### Task directions
Write out every record below exactly as it appears.

========

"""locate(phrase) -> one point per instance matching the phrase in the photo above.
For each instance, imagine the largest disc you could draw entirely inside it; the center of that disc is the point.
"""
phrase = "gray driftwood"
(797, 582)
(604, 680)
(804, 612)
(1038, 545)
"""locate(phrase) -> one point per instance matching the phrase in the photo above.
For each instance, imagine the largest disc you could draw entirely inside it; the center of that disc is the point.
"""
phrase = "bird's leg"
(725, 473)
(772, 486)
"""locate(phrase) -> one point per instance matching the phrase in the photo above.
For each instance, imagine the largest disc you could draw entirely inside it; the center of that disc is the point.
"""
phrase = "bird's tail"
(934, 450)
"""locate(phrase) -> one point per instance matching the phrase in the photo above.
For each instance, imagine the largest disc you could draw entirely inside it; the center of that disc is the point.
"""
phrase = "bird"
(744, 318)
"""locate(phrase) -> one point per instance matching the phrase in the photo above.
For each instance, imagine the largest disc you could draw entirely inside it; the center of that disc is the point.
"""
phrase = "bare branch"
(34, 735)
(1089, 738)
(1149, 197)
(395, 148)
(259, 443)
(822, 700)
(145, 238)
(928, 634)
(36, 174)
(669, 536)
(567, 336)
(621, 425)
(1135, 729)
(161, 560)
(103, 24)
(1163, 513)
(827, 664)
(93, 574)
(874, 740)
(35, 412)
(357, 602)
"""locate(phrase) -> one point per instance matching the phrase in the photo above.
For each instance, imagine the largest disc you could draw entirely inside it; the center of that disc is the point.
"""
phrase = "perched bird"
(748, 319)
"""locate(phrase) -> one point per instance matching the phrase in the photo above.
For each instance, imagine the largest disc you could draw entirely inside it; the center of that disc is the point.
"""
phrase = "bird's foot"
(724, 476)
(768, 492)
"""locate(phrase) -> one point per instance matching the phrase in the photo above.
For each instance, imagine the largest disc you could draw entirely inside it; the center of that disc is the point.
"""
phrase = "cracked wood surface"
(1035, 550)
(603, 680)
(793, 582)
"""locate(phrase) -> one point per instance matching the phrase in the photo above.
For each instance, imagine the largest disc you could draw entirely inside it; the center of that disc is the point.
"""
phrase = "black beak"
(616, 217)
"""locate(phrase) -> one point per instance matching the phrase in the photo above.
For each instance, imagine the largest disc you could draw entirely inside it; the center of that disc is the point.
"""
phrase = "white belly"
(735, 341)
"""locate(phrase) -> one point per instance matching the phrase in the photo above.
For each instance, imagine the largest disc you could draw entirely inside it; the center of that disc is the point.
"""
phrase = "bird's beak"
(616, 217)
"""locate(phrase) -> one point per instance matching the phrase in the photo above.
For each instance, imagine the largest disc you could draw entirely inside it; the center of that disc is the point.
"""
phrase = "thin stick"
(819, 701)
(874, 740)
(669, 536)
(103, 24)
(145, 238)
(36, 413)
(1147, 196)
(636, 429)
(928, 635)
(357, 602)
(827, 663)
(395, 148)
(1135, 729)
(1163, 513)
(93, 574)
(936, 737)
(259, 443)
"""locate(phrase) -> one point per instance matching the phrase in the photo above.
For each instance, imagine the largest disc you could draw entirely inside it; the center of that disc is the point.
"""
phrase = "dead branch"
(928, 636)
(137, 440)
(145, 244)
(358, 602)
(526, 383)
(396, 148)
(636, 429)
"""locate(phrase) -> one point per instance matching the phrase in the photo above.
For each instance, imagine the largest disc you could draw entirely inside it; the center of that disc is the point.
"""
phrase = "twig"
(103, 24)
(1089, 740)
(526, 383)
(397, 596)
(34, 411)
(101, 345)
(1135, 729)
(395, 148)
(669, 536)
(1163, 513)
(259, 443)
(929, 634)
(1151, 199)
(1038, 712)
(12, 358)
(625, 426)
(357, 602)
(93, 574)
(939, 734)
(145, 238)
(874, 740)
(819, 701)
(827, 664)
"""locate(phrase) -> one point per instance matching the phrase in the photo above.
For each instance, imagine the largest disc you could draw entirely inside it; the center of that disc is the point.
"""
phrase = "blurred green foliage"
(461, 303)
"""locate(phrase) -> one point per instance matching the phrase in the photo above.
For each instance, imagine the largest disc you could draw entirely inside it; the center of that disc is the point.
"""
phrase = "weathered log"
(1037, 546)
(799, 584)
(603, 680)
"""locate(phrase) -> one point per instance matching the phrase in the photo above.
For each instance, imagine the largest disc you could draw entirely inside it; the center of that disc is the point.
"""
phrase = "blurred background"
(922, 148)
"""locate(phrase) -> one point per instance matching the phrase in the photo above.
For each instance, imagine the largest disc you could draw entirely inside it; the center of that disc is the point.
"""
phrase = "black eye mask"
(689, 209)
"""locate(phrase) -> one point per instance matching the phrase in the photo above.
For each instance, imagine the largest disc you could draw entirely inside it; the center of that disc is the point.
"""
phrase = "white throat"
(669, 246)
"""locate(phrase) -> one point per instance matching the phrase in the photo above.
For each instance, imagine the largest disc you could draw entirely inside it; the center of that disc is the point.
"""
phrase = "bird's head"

========

### Task response
"""locate(phrase) -> one point per instance matching the phrase in the photo above.
For each instance, imagine the largest disc you could draw entirely inside it; the center of that disc is the point.
"""
phrase = "gray driftwood"
(797, 582)
(604, 680)
(804, 612)
(1038, 545)
"""locate(phrase) -> one point per instance matching the phrase in the photo above.
For each instance, imagine the largest disc you could draw entirely inside it; the center of that disc is the point.
"""
phrase = "bird's leg"
(725, 473)
(772, 486)
"""locate(phrase) -> one point per instance matching the phrase in the photo above.
For each instance, imagine the largest disc you could draw entirely inside it; the center of that disc is the point.
"""
phrase = "bird's tail"
(934, 450)
"""locate(phrase) -> one point per instance matching the phrase in the photo above.
For each instance, imagine the largest disc you could draw entirely inside it; the center of that disc is the point.
"""
phrase = "bird"
(744, 318)
"""locate(phrase) -> one point per instance matching the phrase in the photo above.
For each instance, imagine the largest disc you could draw entirely inside it; the center of that disc is the point.
"""
phrase = "bare branch"
(34, 735)
(1089, 738)
(1149, 197)
(395, 148)
(259, 443)
(822, 700)
(145, 238)
(928, 634)
(36, 174)
(669, 536)
(567, 336)
(621, 425)
(1135, 729)
(161, 560)
(103, 24)
(1163, 513)
(827, 664)
(93, 574)
(874, 740)
(35, 412)
(357, 602)
"""locate(phrase) -> one point per instance matching the phrase in the photo above.
For each instance, imagine the largest disc you could draw entirely inside it; the center of that disc is the point.
"""
phrase = "perched bird"
(748, 319)
"""locate(phrase) -> one point per instance matching the phrase in the photo above.
For each instance, imagine the largest disc you could draw entirely inside it; the center of that disc is the point.
"""
phrase = "bird's foot"
(724, 476)
(768, 492)
"""locate(phrase) -> one point per instance matching the phrase in the photo above.
For each instance, imagine the largest disc you could draw entirely inside it; the center of that disc is the point.
"""
phrase = "cracked wood surface"
(1035, 550)
(603, 680)
(793, 582)
"""locate(phrase) -> one point per instance matching the phrase in the photo above.
For each instance, imagine the largest disc you could draw entirely inside it; the center of that disc is the point.
"""
phrase = "black beak"
(616, 217)
"""locate(phrase) -> one point per instance matching the phrase in the photo above.
For each instance, imagine the largest disc you could draw entirely inside it; the center of that disc is the point.
"""
phrase = "white belly"
(735, 341)
"""locate(phrase) -> one point per instance matching the phrase in the photo above.
For each instance, imagine the largest disc you could draw entirely inside it; the center of that disc is the point.
"""
phrase = "bird's beak"
(616, 217)
"""locate(phrase) -> one point per instance matching the phrase in the photo above.
For each instance, imagine the largest disc you could draw entirely inside it; the center of that disc is the point.
"""
phrase = "thin stick"
(819, 701)
(874, 740)
(669, 536)
(103, 24)
(145, 238)
(36, 413)
(1147, 196)
(636, 429)
(928, 635)
(357, 602)
(827, 663)
(395, 148)
(1135, 729)
(1163, 513)
(93, 574)
(936, 737)
(259, 443)
"""locate(phrase) -> one point per instance matching the phrase in the photo above.
For each instance, imagine the largest disc you could draw entirely inside it; the center of that disc is the point.
"""
phrase = "dead branch"
(928, 636)
(137, 440)
(145, 244)
(358, 602)
(526, 383)
(396, 148)
(636, 429)
"""locate(phrase) -> one point per instance matching the phrase in the photo above.
For each instance, imagine the largest disc you could draw entirely inside it; the center of that disc is the point.
"""
phrase = "twig"
(103, 24)
(1089, 740)
(526, 383)
(397, 596)
(34, 411)
(101, 345)
(1135, 729)
(395, 148)
(669, 536)
(1163, 513)
(259, 443)
(929, 634)
(1151, 199)
(1038, 712)
(12, 358)
(625, 426)
(357, 602)
(93, 574)
(939, 734)
(145, 238)
(874, 740)
(819, 701)
(827, 664)
"""locate(phrase) -> one point per instance matching the phrase in the photo above.
For each instance, imagine the largest disc you could draw entirely inside it; the center of that disc is the point.
"""
phrase = "blurred green foliage"
(461, 303)
"""locate(phrase) -> one point per instance matching the phrase in the photo above.
For each instance, imagine the largest disc you could draw entirely inside it; the center of that disc is the point.
"""
phrase = "weathered log"
(1037, 546)
(799, 584)
(603, 680)
"""locate(phrase) -> one point per instance matching the phrase in the photo above.
For each instance, imagine the largest disc you could draw entirely inside it; the center of that disc is the point.
"""
phrase = "blurred background"
(922, 148)
"""locate(phrase) -> one point per instance matching the phrase in the photo above.
For each instance, imagine the largest disc you could draw entirely inside it; the center of that disc is the point.
"""
phrase = "black eye mask"
(689, 209)
"""locate(phrase) -> one point per instance matching the phrase in the photo above.
For each instance, imagine the largest disc you could draw entirely inside it; the center of that disc is the point.
"""
phrase = "white throat"
(669, 246)
"""locate(phrase) -> one point per instance matching the phrase in the photo above.
For each instance, imagine the largest disc you could draw entirely inside it; the center of that disc is the point.
"""
phrase = "bird's head"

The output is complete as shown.